* Verilen metin *

::::::::::

Jan Hus’un görüşlerinden etkilendiğin bir isim de John Wycliffe’tir. Kendisi Oxford Üniversitesinde ünlü bir filozoftu. O da kilisenin bazı öğretilerine karşı geldi
ve eleştirilerde bulunup halkı etkiledi. Katolik Kilisesinin Rab’bin Sofrası[4] anlayışına karşı çıktı. Katolik Kilisesine göre ekmek ve şarap, İsa Mesih’in gerçek bedeni ve kanına dönüşen bir sofraydı. Oysa Wycliffe bunu reddetti ve bu sofranın ruhsal bir anlam taşıdığını savundu. Kilise cemaatinine, Tanrı’yla aralarında aracı olması için rahiplere ihtiyaçları olmadığını söyleyerek insanları, Tanrı’ya ‘aracı’ olmadan gitmeleri konusunda cesaretlendirdi . Kutsal Kitap’ı İngilizceye çevirmeye başladı. İnsanlara, Kutsal Kitap’ı kendi dillerinde okumaları ve anlamaları gerektiğini öğretti. Hus ve Wycliffe gibi reformcuların çabaları, Martin Luther’in reformunun yolunu hazırlayan öncü adımlardandı.

::::::::::

* Verilen bilgiler *

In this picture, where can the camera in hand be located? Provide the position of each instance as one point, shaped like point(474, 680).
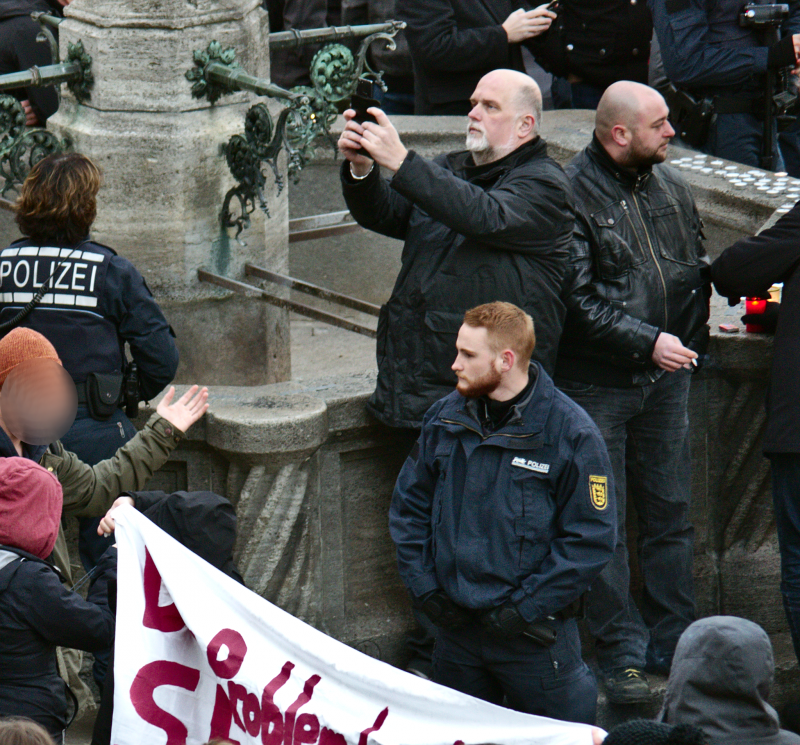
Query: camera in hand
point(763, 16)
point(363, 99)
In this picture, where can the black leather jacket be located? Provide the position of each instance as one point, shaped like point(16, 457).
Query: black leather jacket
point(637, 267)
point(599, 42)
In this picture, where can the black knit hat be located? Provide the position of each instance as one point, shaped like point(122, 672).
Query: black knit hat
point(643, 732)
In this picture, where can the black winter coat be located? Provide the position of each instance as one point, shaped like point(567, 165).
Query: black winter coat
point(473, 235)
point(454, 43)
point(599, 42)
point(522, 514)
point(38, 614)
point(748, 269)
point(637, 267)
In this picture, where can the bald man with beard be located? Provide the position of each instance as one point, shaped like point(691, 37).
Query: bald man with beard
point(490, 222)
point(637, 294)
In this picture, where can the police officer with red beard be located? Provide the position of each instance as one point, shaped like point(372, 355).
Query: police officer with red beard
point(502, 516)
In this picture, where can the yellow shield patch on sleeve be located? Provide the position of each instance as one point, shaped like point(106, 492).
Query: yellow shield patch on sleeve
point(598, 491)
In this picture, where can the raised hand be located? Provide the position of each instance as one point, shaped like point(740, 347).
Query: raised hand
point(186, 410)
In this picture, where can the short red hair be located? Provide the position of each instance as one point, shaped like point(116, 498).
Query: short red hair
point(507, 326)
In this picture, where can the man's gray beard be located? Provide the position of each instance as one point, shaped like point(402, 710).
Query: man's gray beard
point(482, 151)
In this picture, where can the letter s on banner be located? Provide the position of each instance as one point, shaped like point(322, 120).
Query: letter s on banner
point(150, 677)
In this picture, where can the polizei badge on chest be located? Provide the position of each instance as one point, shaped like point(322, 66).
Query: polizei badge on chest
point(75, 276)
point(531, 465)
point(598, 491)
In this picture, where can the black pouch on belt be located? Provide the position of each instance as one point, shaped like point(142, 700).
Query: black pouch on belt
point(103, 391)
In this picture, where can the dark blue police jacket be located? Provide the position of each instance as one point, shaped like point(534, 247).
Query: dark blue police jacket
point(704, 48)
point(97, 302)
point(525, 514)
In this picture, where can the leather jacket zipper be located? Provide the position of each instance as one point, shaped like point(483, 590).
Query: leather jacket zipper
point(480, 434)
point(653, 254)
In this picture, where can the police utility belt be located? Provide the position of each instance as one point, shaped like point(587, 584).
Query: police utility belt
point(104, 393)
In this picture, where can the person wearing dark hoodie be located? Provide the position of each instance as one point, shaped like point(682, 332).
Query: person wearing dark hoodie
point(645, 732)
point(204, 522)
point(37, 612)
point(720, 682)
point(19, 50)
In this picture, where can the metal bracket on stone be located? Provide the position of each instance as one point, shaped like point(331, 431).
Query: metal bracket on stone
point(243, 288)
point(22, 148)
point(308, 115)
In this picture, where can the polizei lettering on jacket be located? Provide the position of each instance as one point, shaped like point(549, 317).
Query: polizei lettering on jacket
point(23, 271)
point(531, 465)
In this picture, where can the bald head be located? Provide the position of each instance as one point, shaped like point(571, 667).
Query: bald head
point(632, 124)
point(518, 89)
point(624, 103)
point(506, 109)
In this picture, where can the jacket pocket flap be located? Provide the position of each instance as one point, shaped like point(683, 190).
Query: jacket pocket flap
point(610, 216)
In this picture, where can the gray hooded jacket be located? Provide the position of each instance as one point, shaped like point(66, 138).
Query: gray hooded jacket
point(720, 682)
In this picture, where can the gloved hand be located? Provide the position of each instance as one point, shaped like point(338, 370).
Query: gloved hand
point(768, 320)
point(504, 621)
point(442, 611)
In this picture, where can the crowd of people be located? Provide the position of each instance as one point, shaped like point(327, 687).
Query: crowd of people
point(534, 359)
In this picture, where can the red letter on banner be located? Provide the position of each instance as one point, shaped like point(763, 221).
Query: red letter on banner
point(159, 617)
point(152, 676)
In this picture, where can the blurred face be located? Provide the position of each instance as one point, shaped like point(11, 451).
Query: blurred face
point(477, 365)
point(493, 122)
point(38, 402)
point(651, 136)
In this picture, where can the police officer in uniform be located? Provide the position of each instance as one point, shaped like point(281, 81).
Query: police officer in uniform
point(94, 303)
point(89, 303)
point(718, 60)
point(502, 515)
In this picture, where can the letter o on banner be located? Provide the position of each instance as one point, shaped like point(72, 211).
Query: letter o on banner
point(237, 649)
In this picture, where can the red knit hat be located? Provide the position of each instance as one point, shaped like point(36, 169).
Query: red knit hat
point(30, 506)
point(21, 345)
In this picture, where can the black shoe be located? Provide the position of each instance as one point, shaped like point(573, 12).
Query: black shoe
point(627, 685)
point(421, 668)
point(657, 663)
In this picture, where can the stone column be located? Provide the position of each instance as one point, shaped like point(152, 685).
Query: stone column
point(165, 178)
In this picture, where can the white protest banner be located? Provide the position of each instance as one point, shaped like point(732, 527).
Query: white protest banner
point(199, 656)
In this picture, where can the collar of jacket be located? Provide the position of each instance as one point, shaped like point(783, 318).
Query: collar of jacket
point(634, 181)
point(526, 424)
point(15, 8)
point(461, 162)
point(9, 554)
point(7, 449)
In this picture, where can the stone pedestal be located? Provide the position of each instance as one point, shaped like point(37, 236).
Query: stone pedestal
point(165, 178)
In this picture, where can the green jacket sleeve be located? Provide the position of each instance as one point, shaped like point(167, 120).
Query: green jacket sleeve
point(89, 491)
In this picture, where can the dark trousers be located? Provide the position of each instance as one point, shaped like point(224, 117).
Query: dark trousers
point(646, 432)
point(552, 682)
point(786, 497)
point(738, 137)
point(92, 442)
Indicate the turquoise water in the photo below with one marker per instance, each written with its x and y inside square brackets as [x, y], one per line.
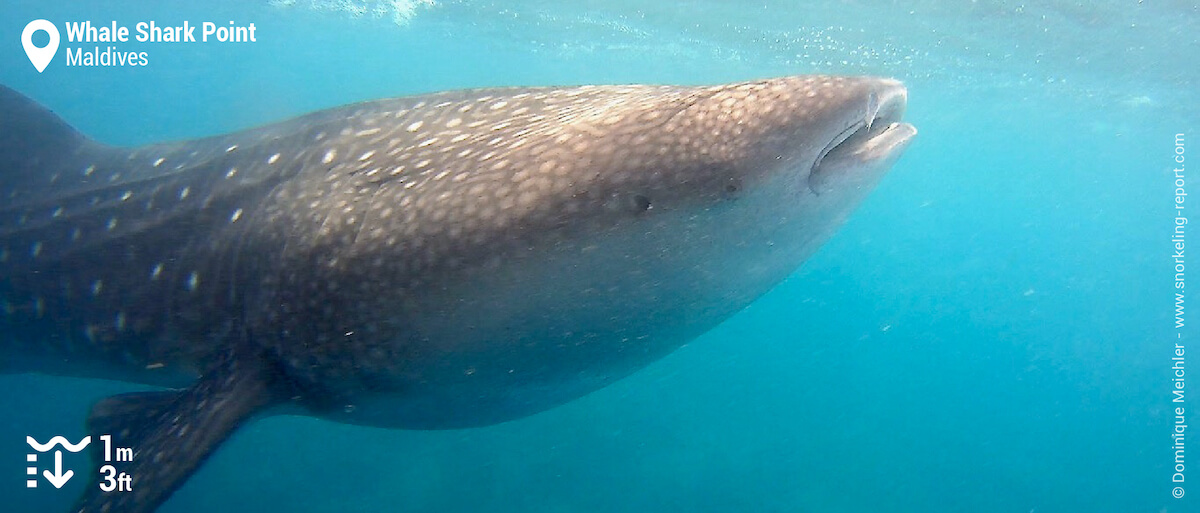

::::::::::

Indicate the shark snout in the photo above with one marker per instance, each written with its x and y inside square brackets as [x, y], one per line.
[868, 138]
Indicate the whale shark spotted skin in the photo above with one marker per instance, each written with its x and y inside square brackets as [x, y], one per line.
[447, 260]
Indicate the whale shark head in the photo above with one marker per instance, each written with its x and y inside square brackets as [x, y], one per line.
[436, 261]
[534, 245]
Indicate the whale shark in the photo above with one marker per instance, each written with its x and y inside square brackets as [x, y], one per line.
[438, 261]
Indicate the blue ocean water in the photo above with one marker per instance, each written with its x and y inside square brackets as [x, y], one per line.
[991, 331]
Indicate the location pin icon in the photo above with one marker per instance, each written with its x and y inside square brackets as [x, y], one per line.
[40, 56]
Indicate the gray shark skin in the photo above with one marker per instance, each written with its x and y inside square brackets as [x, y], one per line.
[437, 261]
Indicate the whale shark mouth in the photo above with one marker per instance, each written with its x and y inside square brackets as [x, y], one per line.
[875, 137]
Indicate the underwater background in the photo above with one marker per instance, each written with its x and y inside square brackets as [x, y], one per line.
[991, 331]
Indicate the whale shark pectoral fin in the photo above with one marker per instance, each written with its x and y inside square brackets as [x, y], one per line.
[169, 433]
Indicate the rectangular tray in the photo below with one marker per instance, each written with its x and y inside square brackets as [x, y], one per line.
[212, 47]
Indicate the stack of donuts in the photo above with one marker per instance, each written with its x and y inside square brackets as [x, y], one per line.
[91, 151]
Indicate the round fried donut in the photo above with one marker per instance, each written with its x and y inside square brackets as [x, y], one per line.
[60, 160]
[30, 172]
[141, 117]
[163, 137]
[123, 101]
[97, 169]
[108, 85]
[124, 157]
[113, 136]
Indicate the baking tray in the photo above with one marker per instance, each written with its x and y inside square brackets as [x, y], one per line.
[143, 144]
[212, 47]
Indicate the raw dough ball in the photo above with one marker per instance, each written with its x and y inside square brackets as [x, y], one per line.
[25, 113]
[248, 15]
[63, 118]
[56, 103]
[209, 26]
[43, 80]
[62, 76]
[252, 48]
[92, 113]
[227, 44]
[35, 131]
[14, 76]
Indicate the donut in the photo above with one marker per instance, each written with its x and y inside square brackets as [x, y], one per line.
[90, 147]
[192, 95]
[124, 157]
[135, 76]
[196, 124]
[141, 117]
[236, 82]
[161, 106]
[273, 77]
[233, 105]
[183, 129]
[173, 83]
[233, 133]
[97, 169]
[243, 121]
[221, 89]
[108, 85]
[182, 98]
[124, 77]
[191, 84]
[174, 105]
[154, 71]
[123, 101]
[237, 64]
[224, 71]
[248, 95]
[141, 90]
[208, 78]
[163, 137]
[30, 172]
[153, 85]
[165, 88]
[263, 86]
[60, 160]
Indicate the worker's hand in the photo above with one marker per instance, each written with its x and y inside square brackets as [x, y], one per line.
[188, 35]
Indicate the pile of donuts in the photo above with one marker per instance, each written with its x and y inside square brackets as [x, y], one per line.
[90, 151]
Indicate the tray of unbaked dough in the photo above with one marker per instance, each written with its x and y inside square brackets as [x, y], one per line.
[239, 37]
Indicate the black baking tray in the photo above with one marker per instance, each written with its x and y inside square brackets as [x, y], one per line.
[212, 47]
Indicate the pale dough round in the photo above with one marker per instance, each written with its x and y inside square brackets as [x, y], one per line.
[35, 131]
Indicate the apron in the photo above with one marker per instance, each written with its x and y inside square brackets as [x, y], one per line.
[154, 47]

::::::::::

* Çözülecek görevler *
[1] Wycliffe hakkındaki metinde geçen “İnsanlara, Kutsal Kitap’ı kendi dillerinde okumaları ve anlamaları gerektiğini öğretti.” cümlesini İngilizceye çevirin.
[2] Wycliffe hakkındaki metinden "Jan Hus’un görüşlerinden" ifadesinden "hazırlayan öncü adımlardandı." ifadesine kadar olan kısmı aynen kopyalayın.
Kayıtlar, metinden bağımsız ayrı bir malzemedir.

* Tam cevaplar *
[1] He taught people that they should read and understand the Bible in their own language.

[2]
Jan Hus’un görüşlerinden etkilendiğin bir isim de John Wycliffe’tir. Kendisi Oxford Üniversitesinde ünlü bir filozoftu. O da kilisenin bazı öğretilerine karşı geldi
ve eleştirilerde bulunup halkı etkiledi. Katolik Kilisesinin Rab’bin Sofrası[4] anlayışına karşı çıktı. Katolik Kilisesine göre ekmek ve şarap, İsa Mesih’in gerçek bedeni ve kanına dönüşen bir sofraydı. Oysa Wycliffe bunu reddetti ve bu sofranın ruhsal bir anlam taşıdığını savundu. Kilise cemaatinine, Tanrı’yla aralarında aracı olması için rahiplere ihtiyaçları olmadığını söyleyerek insanları, Tanrı’ya ‘aracı’ olmadan gitmeleri konusunda cesaretlendirdi . Kutsal Kitap’ı İngilizceye çevirmeye başladı. İnsanlara, Kutsal Kitap’ı kendi dillerinde okumaları ve anlamaları gerektiğini öğretti. Hus ve Wycliffe gibi reformcuların çabaları, Martin Luther’in reformunun yolunu hazırlayan öncü adımlardandı.